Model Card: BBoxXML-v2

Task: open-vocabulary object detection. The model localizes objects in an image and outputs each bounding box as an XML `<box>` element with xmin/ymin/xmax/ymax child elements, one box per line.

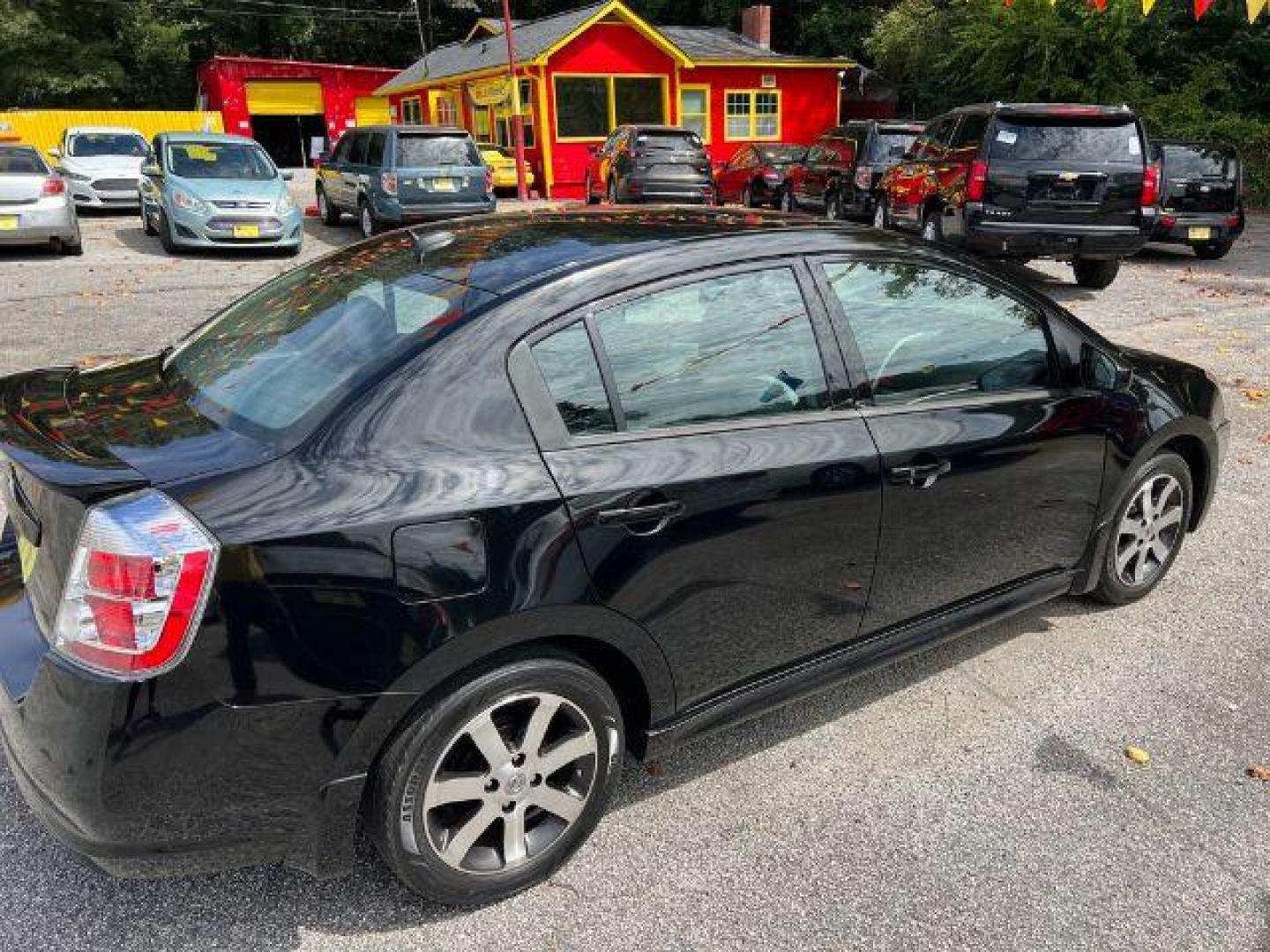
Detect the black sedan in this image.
<box><xmin>715</xmin><ymin>142</ymin><xmax>806</xmax><ymax>208</ymax></box>
<box><xmin>0</xmin><ymin>210</ymin><xmax>1227</xmax><ymax>903</ymax></box>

**Exercise goal**
Can you rescale the data above by writing out every line again, requests included, with each bounding-box coordinate in the answers multiplied by 0.55 and rounded to a whole number, halves rounding up? Leave the pictures out of your answer.

**Response below**
Model Card: BBoxXML-v2

Task: open-vocabulary object detection. The model localizes objects in an image and outputs each bounding box as an XML `<box>` element with xmin/ymin/xmax/ymax child elements, one box per line.

Detect the black sedan in this image.
<box><xmin>393</xmin><ymin>78</ymin><xmax>443</xmax><ymax>114</ymax></box>
<box><xmin>0</xmin><ymin>116</ymin><xmax>675</xmax><ymax>497</ymax></box>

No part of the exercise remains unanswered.